GIVEN EXERCISE :: Output the lines verbatim, starting at the line containing "Identify the woman above." and ending at the line containing "[233,291,313,321]", with both of those lines included.

═════ RECORD EXCERPTS

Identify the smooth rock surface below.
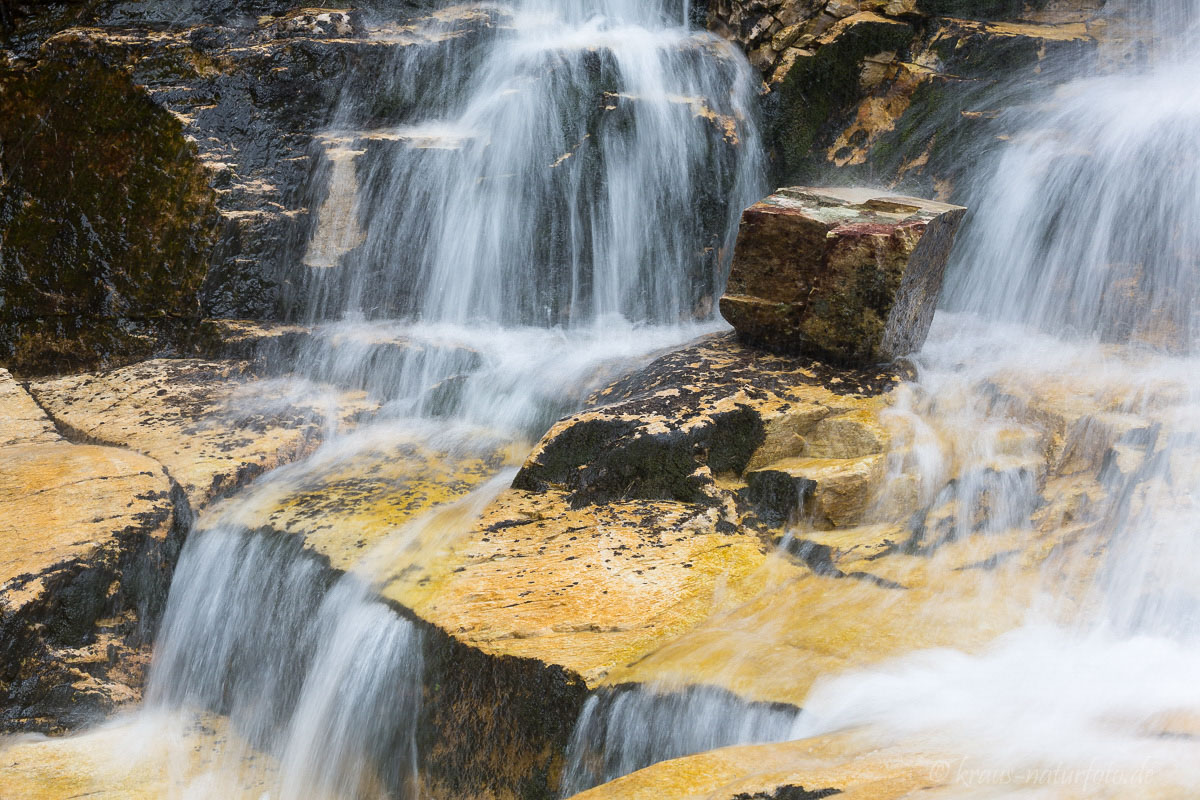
[721,187,966,365]
[0,371,179,729]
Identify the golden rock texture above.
[0,371,179,729]
[721,187,966,365]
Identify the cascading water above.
[126,0,762,798]
[777,0,1200,796]
[554,0,1200,796]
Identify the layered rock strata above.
[720,187,966,365]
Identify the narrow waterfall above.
[280,0,762,435]
[563,0,1200,796]
[133,0,762,798]
[794,1,1200,782]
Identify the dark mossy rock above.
[768,14,917,184]
[708,0,1104,200]
[0,54,216,373]
[512,335,896,506]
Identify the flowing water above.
[119,0,763,798]
[14,0,1200,798]
[772,1,1200,796]
[563,0,1200,796]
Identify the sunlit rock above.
[575,729,1196,800]
[30,359,376,510]
[0,371,180,730]
[721,188,966,365]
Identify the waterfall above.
[559,686,798,799]
[796,0,1200,796]
[554,0,1200,796]
[946,1,1200,351]
[282,0,763,435]
[131,0,762,798]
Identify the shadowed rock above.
[721,187,966,365]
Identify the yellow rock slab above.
[30,359,373,509]
[383,489,766,685]
[0,717,276,800]
[0,441,170,613]
[564,730,1200,800]
[198,426,515,575]
[0,369,60,447]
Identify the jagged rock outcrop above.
[0,0,493,374]
[708,0,1109,194]
[0,371,177,730]
[720,187,966,365]
[29,359,376,510]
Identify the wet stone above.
[721,187,966,365]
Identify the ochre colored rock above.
[30,359,376,510]
[721,187,966,365]
[0,716,274,800]
[574,729,1195,800]
[0,371,179,730]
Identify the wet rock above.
[512,336,896,505]
[721,188,966,365]
[0,0,499,374]
[0,371,182,730]
[708,0,1104,194]
[30,359,376,510]
[575,729,1194,800]
[0,715,276,800]
[0,56,217,374]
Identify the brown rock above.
[721,187,966,365]
[0,372,178,730]
[30,359,374,510]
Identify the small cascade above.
[946,1,1200,353]
[559,686,799,798]
[307,0,760,326]
[777,1,1200,796]
[144,528,421,800]
[126,0,762,798]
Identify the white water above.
[564,0,1200,798]
[777,1,1200,796]
[119,0,762,799]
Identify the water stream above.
[16,0,1200,798]
[563,0,1200,796]
[129,0,763,799]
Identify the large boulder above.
[0,369,181,734]
[721,188,966,365]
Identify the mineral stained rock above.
[0,369,179,734]
[721,187,966,365]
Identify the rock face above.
[0,371,181,730]
[0,50,217,373]
[30,359,374,510]
[708,0,1108,194]
[721,188,966,365]
[0,0,493,375]
[0,359,376,730]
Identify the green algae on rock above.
[0,56,216,373]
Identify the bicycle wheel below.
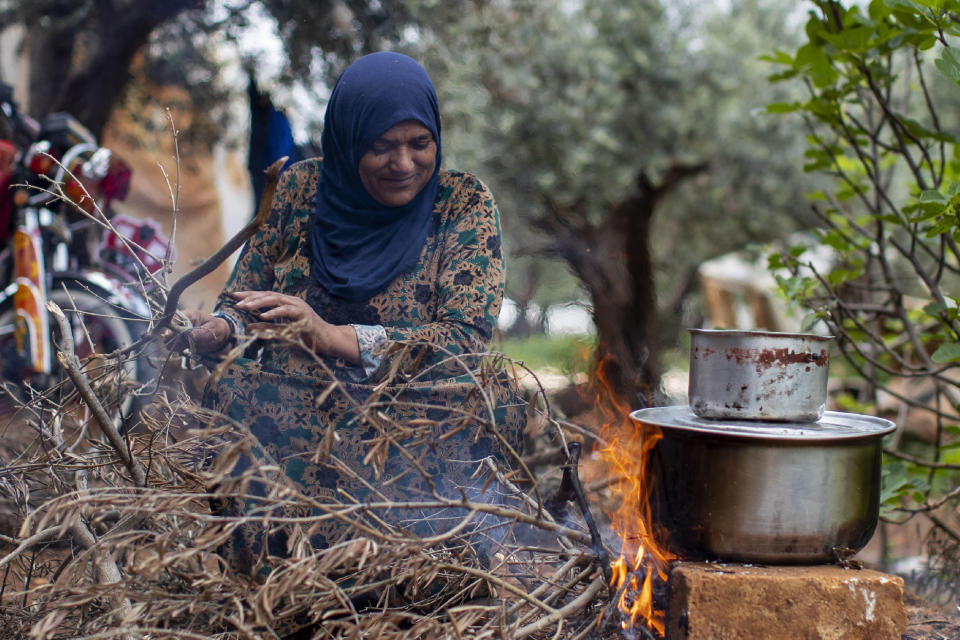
[0,281,142,424]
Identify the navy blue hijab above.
[310,52,441,301]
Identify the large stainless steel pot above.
[631,406,894,564]
[688,329,832,422]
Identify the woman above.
[178,52,523,568]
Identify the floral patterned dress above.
[206,160,524,568]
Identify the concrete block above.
[667,562,907,640]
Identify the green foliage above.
[766,0,960,552]
[499,335,594,377]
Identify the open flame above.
[592,356,676,637]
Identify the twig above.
[154,156,287,334]
[511,576,606,640]
[47,300,147,487]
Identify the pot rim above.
[687,328,834,342]
[630,405,897,444]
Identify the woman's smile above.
[357,120,437,207]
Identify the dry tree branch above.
[47,301,147,487]
[154,156,287,335]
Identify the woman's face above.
[357,120,437,207]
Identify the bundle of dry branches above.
[0,318,606,639]
[0,140,632,640]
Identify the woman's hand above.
[167,309,232,353]
[231,291,360,362]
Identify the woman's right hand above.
[167,309,232,353]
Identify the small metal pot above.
[631,406,894,564]
[688,329,831,422]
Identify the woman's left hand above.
[231,291,360,362]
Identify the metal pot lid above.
[630,405,897,442]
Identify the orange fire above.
[593,352,676,636]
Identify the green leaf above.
[767,102,800,113]
[930,342,960,364]
[923,302,944,318]
[934,47,960,84]
[796,44,838,89]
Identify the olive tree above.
[768,0,960,584]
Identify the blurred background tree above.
[0,0,812,406]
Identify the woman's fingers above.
[233,291,313,321]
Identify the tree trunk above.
[554,163,707,408]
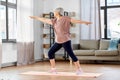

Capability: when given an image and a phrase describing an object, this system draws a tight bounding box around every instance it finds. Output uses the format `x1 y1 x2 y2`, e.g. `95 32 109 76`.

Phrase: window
101 0 120 39
0 0 17 42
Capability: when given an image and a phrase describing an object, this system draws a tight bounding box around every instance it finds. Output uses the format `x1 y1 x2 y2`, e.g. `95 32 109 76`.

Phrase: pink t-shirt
51 16 71 43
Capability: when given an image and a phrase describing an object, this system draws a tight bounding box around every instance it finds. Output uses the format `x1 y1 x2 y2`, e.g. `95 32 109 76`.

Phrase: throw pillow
108 39 119 50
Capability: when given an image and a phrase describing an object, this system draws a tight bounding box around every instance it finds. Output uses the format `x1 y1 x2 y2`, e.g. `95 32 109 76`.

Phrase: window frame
1 0 17 43
101 0 120 39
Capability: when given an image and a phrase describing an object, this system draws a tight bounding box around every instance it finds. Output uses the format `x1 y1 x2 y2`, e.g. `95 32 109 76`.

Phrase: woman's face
54 11 59 17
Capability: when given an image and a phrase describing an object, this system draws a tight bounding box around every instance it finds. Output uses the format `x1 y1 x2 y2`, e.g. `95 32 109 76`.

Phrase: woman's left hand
85 22 92 25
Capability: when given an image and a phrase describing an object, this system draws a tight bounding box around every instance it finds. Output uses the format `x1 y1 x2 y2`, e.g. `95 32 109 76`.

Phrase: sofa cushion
99 40 110 50
73 50 95 56
108 39 119 50
80 40 99 50
95 50 119 56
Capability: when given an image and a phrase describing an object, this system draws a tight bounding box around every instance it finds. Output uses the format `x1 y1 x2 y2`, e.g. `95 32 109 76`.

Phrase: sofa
69 39 120 62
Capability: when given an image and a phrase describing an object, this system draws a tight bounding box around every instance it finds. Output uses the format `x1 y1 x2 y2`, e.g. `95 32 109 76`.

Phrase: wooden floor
0 61 120 80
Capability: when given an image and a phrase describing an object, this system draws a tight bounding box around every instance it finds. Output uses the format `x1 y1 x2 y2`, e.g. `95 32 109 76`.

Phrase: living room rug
20 71 102 78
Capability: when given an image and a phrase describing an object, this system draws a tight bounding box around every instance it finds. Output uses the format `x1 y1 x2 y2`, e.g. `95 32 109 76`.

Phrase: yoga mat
20 71 102 78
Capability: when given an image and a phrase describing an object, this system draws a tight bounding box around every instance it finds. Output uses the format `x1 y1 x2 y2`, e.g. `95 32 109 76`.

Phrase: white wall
34 0 44 60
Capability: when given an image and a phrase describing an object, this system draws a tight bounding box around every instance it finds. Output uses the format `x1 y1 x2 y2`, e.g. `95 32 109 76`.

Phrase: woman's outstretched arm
30 16 52 25
71 19 92 25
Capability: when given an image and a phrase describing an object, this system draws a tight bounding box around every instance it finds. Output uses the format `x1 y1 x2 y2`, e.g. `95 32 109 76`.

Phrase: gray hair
55 7 64 16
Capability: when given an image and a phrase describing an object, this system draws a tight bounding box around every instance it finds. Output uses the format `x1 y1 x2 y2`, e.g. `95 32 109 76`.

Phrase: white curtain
0 0 2 68
80 0 101 40
17 0 34 66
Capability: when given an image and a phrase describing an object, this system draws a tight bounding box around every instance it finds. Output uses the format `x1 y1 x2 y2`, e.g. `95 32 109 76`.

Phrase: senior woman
30 7 91 75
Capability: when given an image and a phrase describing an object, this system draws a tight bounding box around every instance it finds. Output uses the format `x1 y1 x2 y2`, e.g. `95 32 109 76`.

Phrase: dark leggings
48 41 78 62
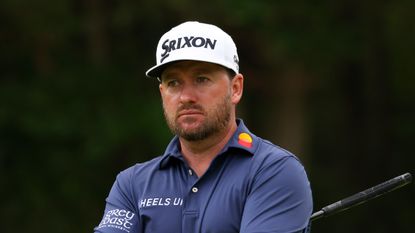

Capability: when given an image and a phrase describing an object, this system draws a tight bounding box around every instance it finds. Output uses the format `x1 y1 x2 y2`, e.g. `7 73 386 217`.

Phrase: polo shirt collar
160 118 259 168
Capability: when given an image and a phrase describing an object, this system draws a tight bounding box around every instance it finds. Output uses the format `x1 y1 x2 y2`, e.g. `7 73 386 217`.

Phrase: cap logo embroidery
160 36 217 63
238 133 252 148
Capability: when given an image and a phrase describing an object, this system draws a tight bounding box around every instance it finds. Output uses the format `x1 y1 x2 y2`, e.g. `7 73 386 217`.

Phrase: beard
163 93 232 141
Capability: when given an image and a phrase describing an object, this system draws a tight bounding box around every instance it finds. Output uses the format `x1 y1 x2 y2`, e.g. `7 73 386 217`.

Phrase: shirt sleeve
240 157 313 233
94 170 142 233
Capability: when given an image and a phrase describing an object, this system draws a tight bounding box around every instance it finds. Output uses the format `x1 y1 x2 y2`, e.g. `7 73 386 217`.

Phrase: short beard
163 94 232 141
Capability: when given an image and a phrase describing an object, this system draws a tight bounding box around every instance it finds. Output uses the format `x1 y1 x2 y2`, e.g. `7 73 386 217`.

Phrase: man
95 22 312 233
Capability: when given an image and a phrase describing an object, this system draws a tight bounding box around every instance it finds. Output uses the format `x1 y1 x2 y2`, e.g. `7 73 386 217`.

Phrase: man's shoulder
253 137 302 167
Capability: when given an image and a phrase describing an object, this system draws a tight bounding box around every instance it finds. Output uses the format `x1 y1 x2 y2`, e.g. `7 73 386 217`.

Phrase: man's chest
136 157 254 233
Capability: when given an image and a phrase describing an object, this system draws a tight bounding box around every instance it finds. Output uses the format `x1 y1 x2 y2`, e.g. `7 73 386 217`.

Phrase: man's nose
180 83 197 103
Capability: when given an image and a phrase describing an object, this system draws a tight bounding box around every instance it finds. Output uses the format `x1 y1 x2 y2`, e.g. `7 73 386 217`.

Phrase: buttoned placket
182 164 200 232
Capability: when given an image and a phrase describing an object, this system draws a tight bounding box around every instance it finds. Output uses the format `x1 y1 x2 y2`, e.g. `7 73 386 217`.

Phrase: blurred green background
0 0 415 233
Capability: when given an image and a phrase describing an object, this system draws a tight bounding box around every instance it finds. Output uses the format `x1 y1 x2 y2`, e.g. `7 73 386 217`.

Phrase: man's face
160 61 244 141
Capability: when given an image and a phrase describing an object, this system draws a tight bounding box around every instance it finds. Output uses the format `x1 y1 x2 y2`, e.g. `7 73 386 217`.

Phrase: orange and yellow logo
238 133 252 148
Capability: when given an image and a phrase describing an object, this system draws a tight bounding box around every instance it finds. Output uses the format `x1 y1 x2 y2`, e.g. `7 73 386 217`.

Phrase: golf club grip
311 173 412 221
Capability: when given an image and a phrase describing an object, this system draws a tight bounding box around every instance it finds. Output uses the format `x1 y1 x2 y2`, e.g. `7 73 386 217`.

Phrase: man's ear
231 74 244 104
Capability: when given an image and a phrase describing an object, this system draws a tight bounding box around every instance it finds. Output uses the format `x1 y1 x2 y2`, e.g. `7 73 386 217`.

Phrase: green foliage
0 0 415 233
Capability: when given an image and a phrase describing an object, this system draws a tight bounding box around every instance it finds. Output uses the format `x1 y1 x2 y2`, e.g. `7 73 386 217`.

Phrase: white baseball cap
146 21 239 78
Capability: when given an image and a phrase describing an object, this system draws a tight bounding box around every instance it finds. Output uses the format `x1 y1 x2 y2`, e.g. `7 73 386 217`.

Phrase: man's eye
196 76 209 83
167 80 179 87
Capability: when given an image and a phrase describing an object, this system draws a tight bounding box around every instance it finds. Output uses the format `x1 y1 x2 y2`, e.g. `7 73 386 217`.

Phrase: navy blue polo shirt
95 120 313 233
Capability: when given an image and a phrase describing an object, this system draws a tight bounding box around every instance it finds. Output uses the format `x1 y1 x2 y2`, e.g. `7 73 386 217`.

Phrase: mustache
176 103 204 114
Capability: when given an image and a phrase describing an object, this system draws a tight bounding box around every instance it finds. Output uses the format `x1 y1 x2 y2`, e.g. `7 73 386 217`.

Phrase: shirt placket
182 168 201 233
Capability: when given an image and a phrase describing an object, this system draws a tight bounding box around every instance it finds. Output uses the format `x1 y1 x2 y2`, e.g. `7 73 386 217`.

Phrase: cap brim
146 59 238 78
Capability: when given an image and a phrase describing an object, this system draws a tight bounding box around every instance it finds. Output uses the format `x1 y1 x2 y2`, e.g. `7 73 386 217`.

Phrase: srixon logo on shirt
160 36 217 63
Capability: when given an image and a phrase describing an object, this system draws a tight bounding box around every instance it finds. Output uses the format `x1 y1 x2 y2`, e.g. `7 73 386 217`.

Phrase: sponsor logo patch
97 209 135 232
238 133 252 148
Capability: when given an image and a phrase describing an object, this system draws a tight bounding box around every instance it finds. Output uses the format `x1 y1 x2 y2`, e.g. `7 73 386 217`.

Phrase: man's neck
180 120 237 177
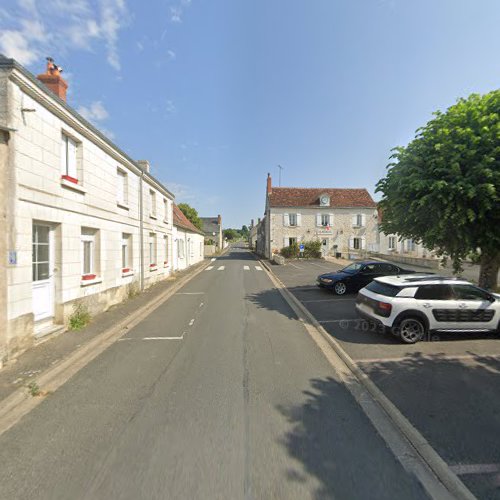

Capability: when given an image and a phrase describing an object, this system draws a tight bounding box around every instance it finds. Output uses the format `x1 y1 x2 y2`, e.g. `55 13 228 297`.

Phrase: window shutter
68 137 78 179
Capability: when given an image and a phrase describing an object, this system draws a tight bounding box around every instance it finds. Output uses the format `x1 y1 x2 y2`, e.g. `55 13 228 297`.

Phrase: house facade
257 174 378 258
0 56 179 362
173 205 205 271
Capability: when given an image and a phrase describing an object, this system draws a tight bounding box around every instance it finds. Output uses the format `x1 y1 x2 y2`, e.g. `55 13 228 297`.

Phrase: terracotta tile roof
174 203 203 234
269 187 377 208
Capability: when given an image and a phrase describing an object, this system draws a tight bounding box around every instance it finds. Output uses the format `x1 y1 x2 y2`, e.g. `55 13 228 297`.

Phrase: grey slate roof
0 53 175 198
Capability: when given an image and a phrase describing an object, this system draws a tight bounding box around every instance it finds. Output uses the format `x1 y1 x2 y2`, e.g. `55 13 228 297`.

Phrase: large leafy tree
177 203 203 229
377 90 500 289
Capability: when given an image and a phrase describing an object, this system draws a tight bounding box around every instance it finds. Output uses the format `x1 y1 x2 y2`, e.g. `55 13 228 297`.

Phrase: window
81 228 98 278
61 134 78 184
415 285 452 300
149 233 156 267
33 225 50 281
116 168 128 205
122 233 132 273
149 189 156 218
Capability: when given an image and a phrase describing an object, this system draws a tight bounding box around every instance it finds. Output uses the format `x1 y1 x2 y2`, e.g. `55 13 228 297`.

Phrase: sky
0 0 500 228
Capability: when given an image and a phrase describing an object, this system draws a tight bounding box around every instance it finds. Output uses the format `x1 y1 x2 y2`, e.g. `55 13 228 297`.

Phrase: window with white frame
61 133 78 183
149 189 156 217
116 168 128 205
122 233 132 272
81 227 98 276
388 236 396 250
149 233 156 267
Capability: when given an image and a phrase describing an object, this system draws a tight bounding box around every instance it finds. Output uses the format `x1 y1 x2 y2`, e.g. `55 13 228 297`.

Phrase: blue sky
0 0 500 227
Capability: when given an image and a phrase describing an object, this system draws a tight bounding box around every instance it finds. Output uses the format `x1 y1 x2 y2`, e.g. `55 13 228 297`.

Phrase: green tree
376 90 500 289
177 203 203 229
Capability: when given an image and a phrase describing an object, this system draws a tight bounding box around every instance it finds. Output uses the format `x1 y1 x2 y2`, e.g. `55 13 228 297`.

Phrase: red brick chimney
37 57 68 101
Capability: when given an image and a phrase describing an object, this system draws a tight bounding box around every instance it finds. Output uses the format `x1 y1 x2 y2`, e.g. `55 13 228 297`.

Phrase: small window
415 285 453 300
61 134 78 183
149 189 156 217
116 168 128 205
453 285 490 302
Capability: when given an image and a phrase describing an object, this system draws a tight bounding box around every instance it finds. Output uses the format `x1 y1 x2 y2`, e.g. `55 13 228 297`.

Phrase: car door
415 284 459 330
452 284 499 331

══════════

ANSWER ::
Identify the woman above.
[178,52,523,568]
Identify the floral patterned dress above.
[206,160,524,568]
Identify the concrete block above.
[667,562,907,640]
Identify the green foliage above.
[766,0,960,552]
[499,335,594,377]
Identify the open flame above.
[592,356,676,637]
Identify the twig above.
[154,156,287,334]
[511,576,606,640]
[47,300,147,487]
Identify the pot rim above.
[687,328,834,342]
[630,405,897,444]
Identify the woman's smile above.
[357,120,437,207]
Identify the dry tree branch above.
[47,301,147,487]
[154,156,287,335]
Identify the woman's face above.
[357,120,437,207]
Identify the bundle of dry branches above.
[0,318,606,639]
[0,140,632,640]
Identify the woman's hand above.
[167,309,232,353]
[231,291,360,362]
Identify the woman's right hand above.
[167,309,232,353]
Identify the small metal pot above.
[631,406,894,564]
[688,329,831,422]
Identify the woman's left hand above.
[231,291,360,362]
Identify the metal pot lid above.
[630,405,897,442]
Identify the orange fire above.
[593,352,676,636]
Identify the green leaf above.
[767,102,800,113]
[930,342,960,364]
[923,302,944,318]
[934,47,960,84]
[796,44,838,89]
Identify the olive tree above.
[768,0,960,584]
Identify the blurred background tree above.
[0,0,812,406]
Identify the woman's fingers above.
[233,291,313,321]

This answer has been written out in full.